Take the material below and retype it in full; pictures are left out.

RECORDS PROVIDED:
#####
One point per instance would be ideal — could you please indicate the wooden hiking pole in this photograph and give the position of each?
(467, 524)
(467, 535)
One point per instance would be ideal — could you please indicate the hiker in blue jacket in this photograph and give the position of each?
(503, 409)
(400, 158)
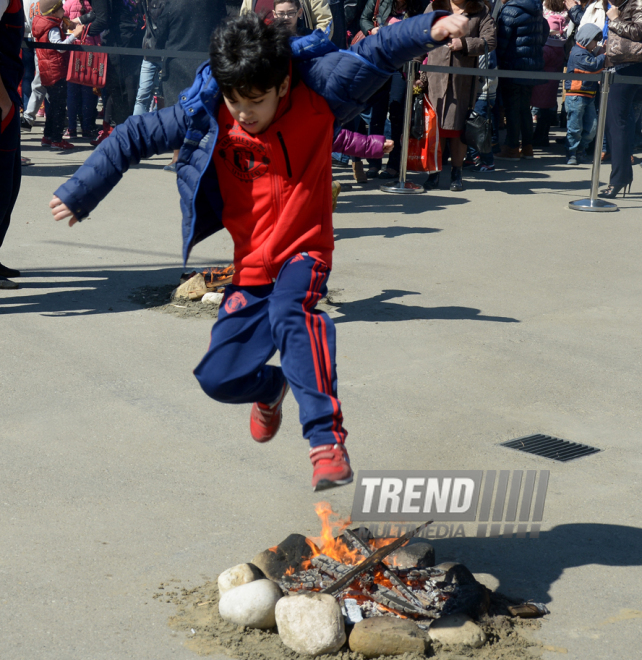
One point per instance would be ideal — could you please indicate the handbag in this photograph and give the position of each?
(478, 132)
(375, 19)
(417, 120)
(85, 68)
(424, 153)
(620, 50)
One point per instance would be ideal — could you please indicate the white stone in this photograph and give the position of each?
(251, 604)
(455, 629)
(236, 576)
(212, 298)
(488, 580)
(311, 623)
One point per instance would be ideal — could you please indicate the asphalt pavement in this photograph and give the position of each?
(463, 320)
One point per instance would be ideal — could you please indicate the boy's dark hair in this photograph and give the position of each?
(248, 56)
(296, 3)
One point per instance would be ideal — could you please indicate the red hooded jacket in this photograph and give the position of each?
(52, 64)
(277, 186)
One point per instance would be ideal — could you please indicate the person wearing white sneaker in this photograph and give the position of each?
(11, 71)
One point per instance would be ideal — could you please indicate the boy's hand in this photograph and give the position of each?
(449, 27)
(61, 211)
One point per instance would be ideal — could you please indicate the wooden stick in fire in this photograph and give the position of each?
(373, 560)
(395, 581)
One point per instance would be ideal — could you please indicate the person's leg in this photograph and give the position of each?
(525, 116)
(378, 119)
(396, 107)
(306, 340)
(511, 96)
(234, 368)
(617, 122)
(57, 109)
(148, 73)
(89, 109)
(38, 93)
(589, 126)
(74, 99)
(575, 110)
(28, 76)
(11, 169)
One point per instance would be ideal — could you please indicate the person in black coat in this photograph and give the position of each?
(122, 22)
(522, 31)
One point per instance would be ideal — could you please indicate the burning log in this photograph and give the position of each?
(332, 567)
(394, 580)
(373, 560)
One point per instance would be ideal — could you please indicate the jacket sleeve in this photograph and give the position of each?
(322, 15)
(366, 22)
(590, 63)
(139, 137)
(348, 79)
(575, 14)
(631, 28)
(102, 10)
(487, 31)
(355, 144)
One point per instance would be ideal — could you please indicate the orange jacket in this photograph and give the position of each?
(276, 186)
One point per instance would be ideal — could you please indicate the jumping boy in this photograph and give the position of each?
(255, 135)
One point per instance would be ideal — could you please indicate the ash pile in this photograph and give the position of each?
(207, 286)
(375, 596)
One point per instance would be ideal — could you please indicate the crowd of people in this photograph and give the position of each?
(253, 130)
(521, 35)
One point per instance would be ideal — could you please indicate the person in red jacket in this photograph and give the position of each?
(53, 69)
(268, 175)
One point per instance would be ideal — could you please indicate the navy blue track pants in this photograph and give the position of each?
(253, 323)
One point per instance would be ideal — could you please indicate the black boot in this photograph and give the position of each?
(540, 134)
(432, 182)
(456, 184)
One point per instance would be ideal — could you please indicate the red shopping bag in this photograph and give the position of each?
(424, 154)
(87, 68)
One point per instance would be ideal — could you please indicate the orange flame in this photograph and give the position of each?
(327, 543)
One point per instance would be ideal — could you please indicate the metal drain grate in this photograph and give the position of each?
(550, 447)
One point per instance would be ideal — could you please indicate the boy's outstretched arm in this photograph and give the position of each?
(138, 137)
(347, 80)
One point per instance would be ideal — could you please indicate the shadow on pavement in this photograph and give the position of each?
(528, 567)
(377, 310)
(87, 292)
(385, 232)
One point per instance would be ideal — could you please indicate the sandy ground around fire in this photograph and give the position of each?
(208, 634)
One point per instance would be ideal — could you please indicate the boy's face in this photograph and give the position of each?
(257, 113)
(288, 12)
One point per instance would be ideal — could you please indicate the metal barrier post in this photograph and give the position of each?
(594, 203)
(403, 186)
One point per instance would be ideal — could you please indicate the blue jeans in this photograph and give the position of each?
#####
RESULT:
One point per instance would be ideal — could you please indicate the wooden hiking pole in this photograph and give the position of each?
(467, 524)
(467, 535)
One point per instance would be ideal — could you please indicate the hiker in blue jacket in this photograph and give the position of each?
(503, 409)
(400, 158)
One point per instance would be ideal — could you please indicate the handbag in this photograph and give the position of each?
(478, 132)
(375, 19)
(417, 120)
(85, 68)
(424, 153)
(620, 50)
One point per instance would be ideal — could you please indicate the white stone in this photograph and give the position of each?
(251, 604)
(455, 629)
(236, 576)
(212, 298)
(488, 580)
(311, 623)
One point per instance would be ideal — could you please indicate the asphalt pavement in this photograph and give the position of each?
(463, 320)
One point per instance would be ideal — could you please indicate the boy's dark hair in this photograph and give the position of each?
(248, 56)
(296, 3)
One point per instance would be ideal — could you please indicate the red hooded jacket in this photograph and give the position of each?
(52, 64)
(277, 186)
One point per instance would be ideal — could you please indicate the person wearing white sneaker in this photograph and give the position of each?
(11, 71)
One point per instance would be ideal — could you please indicate the boy's hand in this photograph and give the position of each?
(449, 27)
(61, 211)
One point per instance would be ideal — could you please indicate the wooden stick in fire in this photograph and give the position of each?
(373, 560)
(395, 581)
One point per instance would be ideal — could you please indicate the person's leg in this photograph and give the position of each?
(525, 116)
(378, 119)
(396, 107)
(306, 340)
(511, 96)
(234, 368)
(617, 122)
(57, 109)
(148, 73)
(89, 109)
(38, 93)
(589, 126)
(74, 99)
(575, 110)
(28, 76)
(11, 169)
One point per instance would be ideal — could you please indicate the person in black coat in this photograph and give the position of each?
(122, 22)
(522, 31)
One point per instance would be ideal — could you please indicate the burning log in this photograph and give the position of each?
(332, 567)
(394, 580)
(373, 560)
One point per instance would be ideal — could you please indicate the jacket sleeve in this photograph and give the position of each?
(322, 15)
(366, 22)
(590, 63)
(139, 137)
(348, 79)
(575, 14)
(631, 28)
(102, 10)
(487, 31)
(355, 144)
One point per instance would be ideal — could you please indicate the orange jacket in this photograph and give the position of each?
(276, 186)
One point per instance would be ideal — could you please indicate the jumping boy in this photograph and give the position of each?
(255, 135)
One point per instance would be ideal — could you please indicate the ash pile in this photograph and give the position of each?
(207, 286)
(375, 596)
One point per instance would be ideal — could you please indicate the crowd of people in this photograph and give the position of each?
(253, 130)
(521, 35)
One point per instance would be ideal — could you please indicate the person in red jacket in this photograph and give the position of each?
(53, 69)
(268, 175)
One point per instance would be ideal — could you please indicate the navy blue track pants in this photograph and give the position of each?
(253, 323)
One point per instance would be ideal — could you please indicate the black boot in this photograph and give the position of each?
(540, 134)
(432, 182)
(456, 184)
One point per instance would be ideal — could you please indicate the red shopping bag in this photograph and give the position of each?
(424, 154)
(87, 68)
One point per instance would be ideal — could you please indicate the orange flame in this photograph and give the position of each?
(327, 543)
One point per instance would be ideal — could you please indicate the metal drain grate in this photograph and give the position of each?
(550, 447)
One point per instance would be ideal — could you please indicate the boy's outstretched arm in this photograph and give the position of each?
(138, 137)
(347, 80)
One point per instance would be ideal — could you please indicate the shadow on pavement in this photograph and give the position of each?
(528, 567)
(377, 310)
(87, 292)
(385, 232)
One point per instance would be ideal — could you please indicate the sandy ground around fire in this photograph and give the position of each?
(208, 634)
One point per instance would be ideal — could you please indicate the boy's face in this photograph and give the position of each?
(257, 113)
(288, 12)
One point per instance would be ideal — could you please indicate the metal barrier post in this photograph and give the position of each?
(594, 203)
(403, 186)
One point per instance would be ideal — could you please indicate the blue jeans in this photograph and give the position of each?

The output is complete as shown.